# [EXERCISE REQUIREMENTS]
Count the lines in the data below that contain the string "wall". Reply with the number only.

### EXTRACTED RECORDS

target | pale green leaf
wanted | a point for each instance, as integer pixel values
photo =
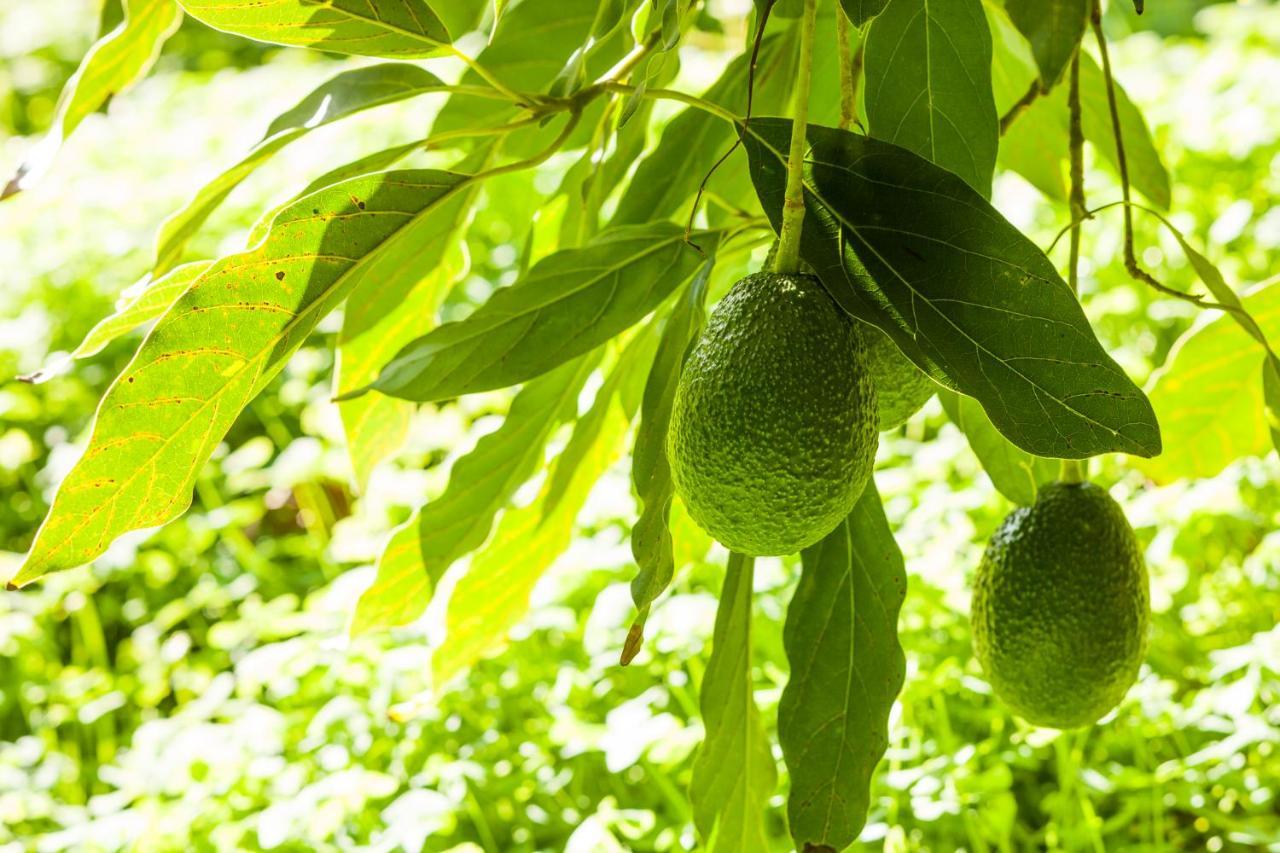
(1210, 396)
(1054, 28)
(734, 771)
(493, 594)
(480, 484)
(928, 85)
(846, 671)
(568, 304)
(1015, 473)
(114, 63)
(393, 28)
(914, 250)
(219, 345)
(343, 95)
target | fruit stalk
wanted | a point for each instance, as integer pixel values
(787, 259)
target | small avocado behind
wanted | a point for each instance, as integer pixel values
(773, 427)
(1061, 609)
(900, 386)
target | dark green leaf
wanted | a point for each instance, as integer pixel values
(114, 63)
(1054, 28)
(928, 85)
(219, 345)
(912, 249)
(650, 474)
(1015, 473)
(570, 302)
(393, 28)
(846, 671)
(734, 772)
(480, 484)
(343, 95)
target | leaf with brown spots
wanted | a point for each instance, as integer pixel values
(219, 345)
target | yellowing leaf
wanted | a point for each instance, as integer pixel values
(216, 349)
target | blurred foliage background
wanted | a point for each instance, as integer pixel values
(195, 689)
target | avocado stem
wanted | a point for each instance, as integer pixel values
(787, 259)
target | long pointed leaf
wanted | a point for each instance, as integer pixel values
(912, 249)
(846, 671)
(219, 345)
(734, 772)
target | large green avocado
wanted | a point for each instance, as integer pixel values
(1060, 607)
(773, 425)
(900, 386)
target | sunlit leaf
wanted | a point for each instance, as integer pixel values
(1015, 473)
(734, 772)
(567, 304)
(493, 594)
(118, 60)
(928, 85)
(219, 345)
(846, 671)
(1210, 395)
(1054, 28)
(142, 304)
(912, 249)
(393, 28)
(343, 95)
(650, 473)
(480, 484)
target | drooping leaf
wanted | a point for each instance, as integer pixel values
(1054, 28)
(846, 671)
(862, 10)
(912, 249)
(650, 473)
(928, 85)
(144, 302)
(219, 345)
(342, 96)
(480, 484)
(392, 28)
(112, 65)
(1015, 473)
(1208, 395)
(493, 594)
(567, 304)
(734, 772)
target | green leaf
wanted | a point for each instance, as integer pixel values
(650, 473)
(393, 28)
(480, 484)
(567, 304)
(219, 345)
(734, 772)
(1208, 396)
(928, 85)
(691, 144)
(112, 65)
(493, 594)
(862, 10)
(912, 249)
(1054, 28)
(846, 671)
(342, 96)
(1015, 473)
(144, 302)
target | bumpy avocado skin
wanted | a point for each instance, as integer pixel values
(773, 425)
(900, 386)
(1061, 607)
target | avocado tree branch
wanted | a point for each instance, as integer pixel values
(787, 259)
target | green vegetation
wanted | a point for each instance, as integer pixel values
(1060, 607)
(394, 621)
(773, 429)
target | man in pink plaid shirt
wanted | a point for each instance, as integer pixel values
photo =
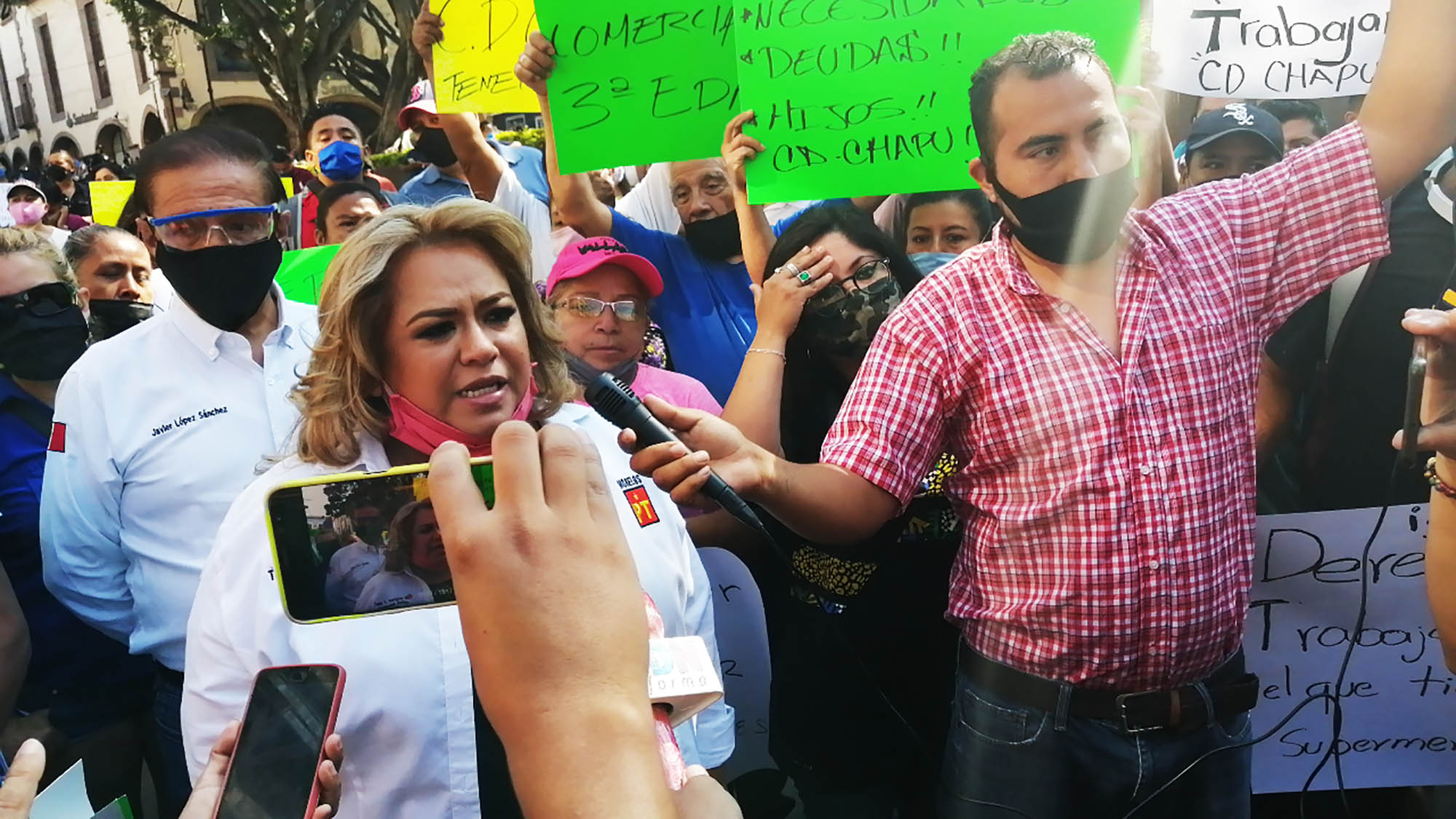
(1096, 372)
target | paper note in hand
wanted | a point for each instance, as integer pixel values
(475, 66)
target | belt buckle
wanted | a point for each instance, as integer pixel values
(1122, 708)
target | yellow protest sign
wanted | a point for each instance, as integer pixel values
(108, 199)
(475, 66)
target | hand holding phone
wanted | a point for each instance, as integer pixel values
(285, 759)
(1432, 398)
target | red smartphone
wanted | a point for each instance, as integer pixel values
(274, 768)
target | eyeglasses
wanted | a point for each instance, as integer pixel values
(864, 276)
(194, 231)
(587, 308)
(41, 301)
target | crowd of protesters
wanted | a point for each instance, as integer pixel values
(1010, 439)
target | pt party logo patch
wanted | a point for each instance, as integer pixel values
(641, 503)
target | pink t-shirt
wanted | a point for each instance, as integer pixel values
(675, 388)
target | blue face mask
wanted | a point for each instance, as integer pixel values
(931, 263)
(341, 162)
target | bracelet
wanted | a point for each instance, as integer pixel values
(1436, 480)
(768, 352)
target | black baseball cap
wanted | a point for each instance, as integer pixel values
(1237, 119)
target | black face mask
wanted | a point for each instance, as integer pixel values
(1077, 222)
(847, 325)
(716, 238)
(585, 373)
(226, 283)
(435, 148)
(110, 317)
(41, 347)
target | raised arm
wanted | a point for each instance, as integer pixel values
(780, 302)
(15, 649)
(574, 200)
(483, 165)
(554, 541)
(758, 235)
(1410, 116)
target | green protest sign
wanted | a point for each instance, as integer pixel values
(301, 276)
(640, 81)
(870, 97)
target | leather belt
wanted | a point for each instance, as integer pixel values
(1231, 691)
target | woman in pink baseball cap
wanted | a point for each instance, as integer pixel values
(599, 295)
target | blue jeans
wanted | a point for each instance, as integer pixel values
(1005, 761)
(174, 784)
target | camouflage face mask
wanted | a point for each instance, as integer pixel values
(845, 327)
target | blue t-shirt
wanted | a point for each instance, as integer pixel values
(65, 652)
(430, 187)
(529, 165)
(705, 308)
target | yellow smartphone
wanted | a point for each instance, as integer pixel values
(362, 544)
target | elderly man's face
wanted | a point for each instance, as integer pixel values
(701, 190)
(63, 159)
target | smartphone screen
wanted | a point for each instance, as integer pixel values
(279, 746)
(362, 545)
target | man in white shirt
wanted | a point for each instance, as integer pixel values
(359, 561)
(159, 429)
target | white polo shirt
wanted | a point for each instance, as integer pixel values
(408, 714)
(157, 432)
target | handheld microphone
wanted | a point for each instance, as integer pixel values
(618, 404)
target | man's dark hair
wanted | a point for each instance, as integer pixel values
(203, 145)
(320, 113)
(1289, 110)
(1040, 56)
(336, 193)
(973, 200)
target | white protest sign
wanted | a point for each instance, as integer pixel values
(1398, 698)
(743, 650)
(1269, 49)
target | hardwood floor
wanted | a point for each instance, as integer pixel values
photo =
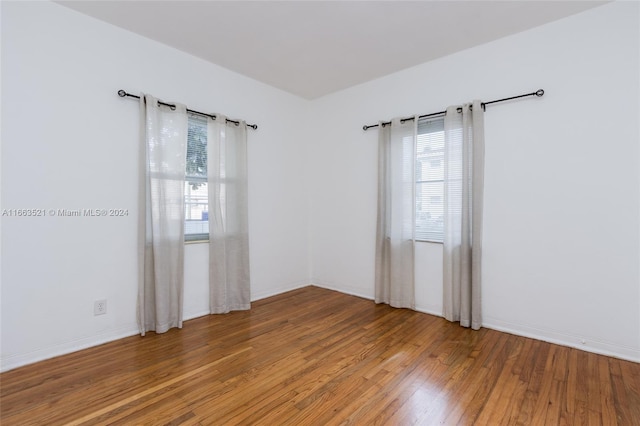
(318, 357)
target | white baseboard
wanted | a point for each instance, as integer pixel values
(353, 291)
(552, 336)
(564, 339)
(14, 361)
(279, 290)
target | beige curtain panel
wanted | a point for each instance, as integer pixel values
(463, 193)
(161, 220)
(395, 235)
(229, 277)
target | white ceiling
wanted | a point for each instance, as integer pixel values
(312, 48)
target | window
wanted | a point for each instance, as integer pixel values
(430, 180)
(196, 196)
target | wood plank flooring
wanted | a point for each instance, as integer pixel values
(318, 357)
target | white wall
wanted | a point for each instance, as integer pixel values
(69, 142)
(561, 229)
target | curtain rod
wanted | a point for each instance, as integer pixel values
(537, 93)
(122, 94)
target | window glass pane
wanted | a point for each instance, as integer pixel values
(429, 180)
(196, 197)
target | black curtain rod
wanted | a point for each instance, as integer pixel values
(537, 93)
(122, 94)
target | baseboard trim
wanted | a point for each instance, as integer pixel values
(583, 343)
(19, 360)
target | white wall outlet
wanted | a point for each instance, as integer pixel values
(100, 307)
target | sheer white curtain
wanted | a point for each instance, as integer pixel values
(229, 279)
(463, 191)
(161, 218)
(395, 237)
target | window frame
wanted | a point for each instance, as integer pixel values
(429, 235)
(201, 237)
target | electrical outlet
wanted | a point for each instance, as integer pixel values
(100, 307)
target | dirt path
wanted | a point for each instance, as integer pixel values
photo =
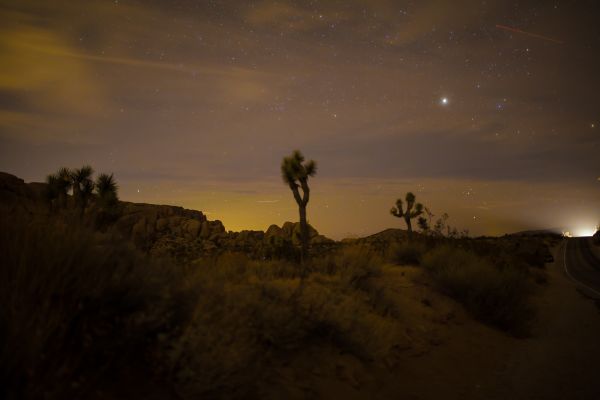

######

# [FINAL ANSWER]
2